Your task = Locate every line in the rows below that contains the string "storefront" and copy each one out. Matching is case-sensitive.

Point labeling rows
★ ★ ★ ★ ★

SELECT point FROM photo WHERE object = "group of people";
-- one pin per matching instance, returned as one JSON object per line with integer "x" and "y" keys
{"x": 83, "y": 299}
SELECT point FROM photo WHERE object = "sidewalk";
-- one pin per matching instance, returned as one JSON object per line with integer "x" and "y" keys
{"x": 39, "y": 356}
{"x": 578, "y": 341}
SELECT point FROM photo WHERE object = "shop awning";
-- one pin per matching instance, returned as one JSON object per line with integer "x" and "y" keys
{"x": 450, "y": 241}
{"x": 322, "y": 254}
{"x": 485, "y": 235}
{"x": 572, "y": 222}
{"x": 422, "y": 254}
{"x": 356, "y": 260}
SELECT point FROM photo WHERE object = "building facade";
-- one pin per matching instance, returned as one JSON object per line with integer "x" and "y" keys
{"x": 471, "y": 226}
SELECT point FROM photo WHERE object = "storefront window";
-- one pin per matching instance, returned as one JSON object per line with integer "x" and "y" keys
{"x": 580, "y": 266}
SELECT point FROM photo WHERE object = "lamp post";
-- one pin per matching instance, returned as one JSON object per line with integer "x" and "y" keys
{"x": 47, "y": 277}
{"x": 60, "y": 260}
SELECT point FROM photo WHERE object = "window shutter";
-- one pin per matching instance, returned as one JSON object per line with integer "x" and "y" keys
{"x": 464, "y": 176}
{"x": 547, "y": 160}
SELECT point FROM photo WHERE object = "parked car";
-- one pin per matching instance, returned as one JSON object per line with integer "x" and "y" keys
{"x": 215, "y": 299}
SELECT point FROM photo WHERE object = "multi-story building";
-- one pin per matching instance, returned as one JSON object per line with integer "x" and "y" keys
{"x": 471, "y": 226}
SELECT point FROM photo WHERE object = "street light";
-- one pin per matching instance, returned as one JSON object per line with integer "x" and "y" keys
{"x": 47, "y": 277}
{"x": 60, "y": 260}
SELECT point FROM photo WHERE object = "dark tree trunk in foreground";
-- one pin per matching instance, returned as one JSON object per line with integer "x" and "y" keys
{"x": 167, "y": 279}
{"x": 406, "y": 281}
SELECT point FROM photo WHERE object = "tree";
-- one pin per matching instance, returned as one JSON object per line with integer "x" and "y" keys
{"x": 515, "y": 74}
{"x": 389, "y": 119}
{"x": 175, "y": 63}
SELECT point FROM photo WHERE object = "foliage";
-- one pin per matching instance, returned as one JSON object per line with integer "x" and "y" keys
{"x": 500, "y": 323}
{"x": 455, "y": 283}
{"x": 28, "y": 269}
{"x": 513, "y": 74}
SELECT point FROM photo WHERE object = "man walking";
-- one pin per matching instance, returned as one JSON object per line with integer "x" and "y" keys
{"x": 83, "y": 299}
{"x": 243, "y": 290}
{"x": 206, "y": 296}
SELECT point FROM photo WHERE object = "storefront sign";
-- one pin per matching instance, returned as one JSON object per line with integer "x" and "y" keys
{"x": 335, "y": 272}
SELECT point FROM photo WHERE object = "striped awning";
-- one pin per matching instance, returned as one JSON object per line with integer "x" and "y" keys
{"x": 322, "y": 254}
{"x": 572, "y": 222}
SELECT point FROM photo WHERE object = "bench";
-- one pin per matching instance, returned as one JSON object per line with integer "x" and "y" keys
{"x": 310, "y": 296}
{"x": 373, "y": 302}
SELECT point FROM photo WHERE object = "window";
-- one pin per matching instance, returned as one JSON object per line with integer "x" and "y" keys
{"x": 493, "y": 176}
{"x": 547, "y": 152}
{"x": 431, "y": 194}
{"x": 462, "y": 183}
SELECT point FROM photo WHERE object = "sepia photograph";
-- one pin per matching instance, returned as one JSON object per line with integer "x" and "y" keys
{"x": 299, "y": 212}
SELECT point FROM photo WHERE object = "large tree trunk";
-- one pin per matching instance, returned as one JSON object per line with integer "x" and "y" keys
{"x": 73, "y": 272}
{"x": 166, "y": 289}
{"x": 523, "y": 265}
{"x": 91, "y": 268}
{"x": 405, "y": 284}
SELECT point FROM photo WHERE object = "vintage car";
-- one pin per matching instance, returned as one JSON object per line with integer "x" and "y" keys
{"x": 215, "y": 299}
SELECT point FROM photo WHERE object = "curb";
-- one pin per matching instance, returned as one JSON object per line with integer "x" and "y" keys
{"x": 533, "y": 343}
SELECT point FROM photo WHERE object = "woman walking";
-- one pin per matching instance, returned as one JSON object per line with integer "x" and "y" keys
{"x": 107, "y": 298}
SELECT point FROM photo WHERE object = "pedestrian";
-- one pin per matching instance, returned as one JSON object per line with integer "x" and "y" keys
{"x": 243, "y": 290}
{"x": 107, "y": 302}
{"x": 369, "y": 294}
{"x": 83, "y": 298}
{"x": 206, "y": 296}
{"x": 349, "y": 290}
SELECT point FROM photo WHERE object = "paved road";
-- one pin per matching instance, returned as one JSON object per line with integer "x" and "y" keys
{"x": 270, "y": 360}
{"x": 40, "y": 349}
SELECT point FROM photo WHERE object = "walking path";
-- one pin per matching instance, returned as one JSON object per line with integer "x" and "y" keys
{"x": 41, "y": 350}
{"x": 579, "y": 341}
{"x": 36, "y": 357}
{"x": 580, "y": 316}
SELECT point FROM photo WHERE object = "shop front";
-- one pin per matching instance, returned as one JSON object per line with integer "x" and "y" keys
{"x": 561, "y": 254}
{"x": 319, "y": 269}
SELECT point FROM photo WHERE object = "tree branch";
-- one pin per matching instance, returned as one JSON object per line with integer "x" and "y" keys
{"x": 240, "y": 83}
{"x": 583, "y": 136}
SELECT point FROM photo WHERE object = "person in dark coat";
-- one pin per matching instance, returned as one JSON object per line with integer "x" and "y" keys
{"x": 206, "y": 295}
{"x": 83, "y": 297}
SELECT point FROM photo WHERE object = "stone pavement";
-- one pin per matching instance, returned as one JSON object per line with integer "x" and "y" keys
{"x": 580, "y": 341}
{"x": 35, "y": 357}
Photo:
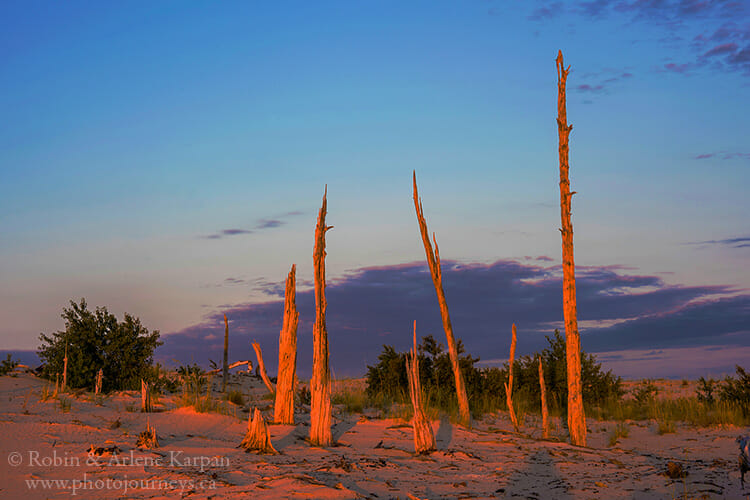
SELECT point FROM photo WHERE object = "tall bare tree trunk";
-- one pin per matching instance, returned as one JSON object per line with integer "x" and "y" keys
{"x": 545, "y": 412}
{"x": 225, "y": 368}
{"x": 145, "y": 397}
{"x": 262, "y": 368}
{"x": 433, "y": 260}
{"x": 424, "y": 439}
{"x": 65, "y": 367}
{"x": 257, "y": 437}
{"x": 98, "y": 384}
{"x": 576, "y": 415}
{"x": 285, "y": 381}
{"x": 509, "y": 384}
{"x": 320, "y": 384}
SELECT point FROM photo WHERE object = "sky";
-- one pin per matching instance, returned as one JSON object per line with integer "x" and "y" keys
{"x": 167, "y": 159}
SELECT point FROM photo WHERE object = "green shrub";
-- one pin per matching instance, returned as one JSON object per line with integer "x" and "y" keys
{"x": 7, "y": 365}
{"x": 95, "y": 339}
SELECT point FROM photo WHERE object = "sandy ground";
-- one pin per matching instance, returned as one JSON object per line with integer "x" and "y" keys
{"x": 43, "y": 454}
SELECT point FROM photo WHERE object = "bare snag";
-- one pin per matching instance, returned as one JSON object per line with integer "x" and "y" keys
{"x": 424, "y": 439}
{"x": 284, "y": 405}
{"x": 320, "y": 383}
{"x": 576, "y": 415}
{"x": 433, "y": 260}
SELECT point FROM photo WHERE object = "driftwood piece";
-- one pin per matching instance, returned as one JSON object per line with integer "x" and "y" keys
{"x": 424, "y": 439}
{"x": 433, "y": 260}
{"x": 545, "y": 412}
{"x": 287, "y": 373}
{"x": 145, "y": 397}
{"x": 320, "y": 383}
{"x": 225, "y": 366}
{"x": 262, "y": 368}
{"x": 576, "y": 415}
{"x": 147, "y": 439}
{"x": 509, "y": 384}
{"x": 257, "y": 437}
{"x": 98, "y": 383}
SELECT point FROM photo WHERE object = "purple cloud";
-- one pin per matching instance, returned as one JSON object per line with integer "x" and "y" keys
{"x": 374, "y": 306}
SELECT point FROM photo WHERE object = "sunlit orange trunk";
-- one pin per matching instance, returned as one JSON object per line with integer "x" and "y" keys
{"x": 576, "y": 416}
{"x": 320, "y": 384}
{"x": 545, "y": 412}
{"x": 433, "y": 259}
{"x": 257, "y": 437}
{"x": 262, "y": 368}
{"x": 225, "y": 366}
{"x": 284, "y": 407}
{"x": 424, "y": 439}
{"x": 509, "y": 384}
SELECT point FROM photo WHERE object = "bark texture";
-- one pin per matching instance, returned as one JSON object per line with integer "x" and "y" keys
{"x": 257, "y": 437}
{"x": 145, "y": 397}
{"x": 433, "y": 260}
{"x": 225, "y": 366}
{"x": 320, "y": 384}
{"x": 262, "y": 368}
{"x": 545, "y": 412}
{"x": 509, "y": 384}
{"x": 424, "y": 439}
{"x": 284, "y": 407}
{"x": 576, "y": 415}
{"x": 98, "y": 383}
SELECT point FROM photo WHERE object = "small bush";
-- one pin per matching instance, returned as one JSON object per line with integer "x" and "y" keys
{"x": 7, "y": 365}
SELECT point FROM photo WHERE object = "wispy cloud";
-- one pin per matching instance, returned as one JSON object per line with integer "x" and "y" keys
{"x": 260, "y": 225}
{"x": 618, "y": 309}
{"x": 741, "y": 242}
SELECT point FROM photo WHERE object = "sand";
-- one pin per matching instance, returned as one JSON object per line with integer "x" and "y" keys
{"x": 45, "y": 455}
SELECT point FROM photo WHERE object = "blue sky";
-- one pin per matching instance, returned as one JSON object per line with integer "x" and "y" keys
{"x": 168, "y": 159}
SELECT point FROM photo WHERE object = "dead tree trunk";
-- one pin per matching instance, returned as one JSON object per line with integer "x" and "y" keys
{"x": 433, "y": 260}
{"x": 424, "y": 439}
{"x": 262, "y": 368}
{"x": 145, "y": 397}
{"x": 545, "y": 412}
{"x": 225, "y": 369}
{"x": 284, "y": 407}
{"x": 98, "y": 384}
{"x": 65, "y": 367}
{"x": 509, "y": 384}
{"x": 320, "y": 384}
{"x": 576, "y": 415}
{"x": 257, "y": 437}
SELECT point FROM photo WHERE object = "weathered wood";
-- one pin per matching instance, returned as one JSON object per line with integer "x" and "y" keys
{"x": 145, "y": 397}
{"x": 262, "y": 368}
{"x": 433, "y": 260}
{"x": 257, "y": 437}
{"x": 148, "y": 439}
{"x": 545, "y": 412}
{"x": 424, "y": 439}
{"x": 509, "y": 383}
{"x": 287, "y": 373}
{"x": 98, "y": 383}
{"x": 320, "y": 384}
{"x": 225, "y": 371}
{"x": 576, "y": 415}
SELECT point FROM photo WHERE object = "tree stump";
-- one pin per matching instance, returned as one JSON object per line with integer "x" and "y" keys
{"x": 287, "y": 373}
{"x": 257, "y": 437}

★ ★ ★ ★ ★

Worked answer =
SELECT point FROM photo WHERE object = "storefront window";
SELECT point FROM photo WHERE object = "storefront sign";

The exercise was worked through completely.